---------- Data supplied
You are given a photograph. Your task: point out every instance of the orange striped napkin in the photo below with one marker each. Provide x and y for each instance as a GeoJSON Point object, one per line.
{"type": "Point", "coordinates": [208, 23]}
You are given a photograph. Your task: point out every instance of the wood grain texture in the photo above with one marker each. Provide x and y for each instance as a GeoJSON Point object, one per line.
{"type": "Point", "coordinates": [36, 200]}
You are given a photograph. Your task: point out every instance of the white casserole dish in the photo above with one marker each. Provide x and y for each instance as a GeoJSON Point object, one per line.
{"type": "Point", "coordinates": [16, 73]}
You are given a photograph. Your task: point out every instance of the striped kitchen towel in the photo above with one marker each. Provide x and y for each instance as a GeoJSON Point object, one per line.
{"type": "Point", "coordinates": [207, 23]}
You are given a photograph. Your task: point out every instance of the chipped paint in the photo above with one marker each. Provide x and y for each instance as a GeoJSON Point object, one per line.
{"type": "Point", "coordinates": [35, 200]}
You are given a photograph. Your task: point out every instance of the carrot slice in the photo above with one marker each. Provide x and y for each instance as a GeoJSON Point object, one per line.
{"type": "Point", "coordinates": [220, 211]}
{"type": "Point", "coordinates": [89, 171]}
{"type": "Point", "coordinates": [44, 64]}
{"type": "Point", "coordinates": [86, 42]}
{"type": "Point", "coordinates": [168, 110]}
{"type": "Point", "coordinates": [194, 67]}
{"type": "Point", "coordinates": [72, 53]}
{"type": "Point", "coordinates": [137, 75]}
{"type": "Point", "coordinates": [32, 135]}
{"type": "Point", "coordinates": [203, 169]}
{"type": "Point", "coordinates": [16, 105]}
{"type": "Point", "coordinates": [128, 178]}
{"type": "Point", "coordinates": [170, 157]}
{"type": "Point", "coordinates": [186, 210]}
--------------------
Aim
Rescale the data from the line that contains "of the white" through the end, inclusive: reproduce every line, requests unchanged, with each coordinate in the answers multiplied by 0.3 and rounded to the nearest whole number, halves rounded up. Give only these lines.

Full output
You are given a photograph. Your task: point out every instance of the white casserole dish in the photo above with one marker each. Provide x and y for each instance as a GeoJSON Point object, one per line.
{"type": "Point", "coordinates": [5, 22]}
You are given a photograph. Your task: point out every instance of the striped kitchen towel in the photo above with one marker each. Provide x and y for each instance as a GeoJSON Point object, one per line.
{"type": "Point", "coordinates": [62, 7]}
You are given a photograph. Your task: point out every instance of the chipped paint in the photo above with one marker each. Provide x and y for each instance as a GeoJSON Point object, one per line.
{"type": "Point", "coordinates": [11, 60]}
You are given a photograph. Your task: point out every instance of the carrot slice in the photo above with one marker each. Provide x and y for each instance as a GeoJSON Point object, one per line.
{"type": "Point", "coordinates": [66, 63]}
{"type": "Point", "coordinates": [27, 51]}
{"type": "Point", "coordinates": [13, 19]}
{"type": "Point", "coordinates": [26, 13]}
{"type": "Point", "coordinates": [50, 33]}
{"type": "Point", "coordinates": [58, 20]}
{"type": "Point", "coordinates": [22, 16]}
{"type": "Point", "coordinates": [41, 23]}
{"type": "Point", "coordinates": [10, 41]}
{"type": "Point", "coordinates": [61, 51]}
{"type": "Point", "coordinates": [5, 32]}
{"type": "Point", "coordinates": [38, 53]}
{"type": "Point", "coordinates": [51, 47]}
{"type": "Point", "coordinates": [56, 63]}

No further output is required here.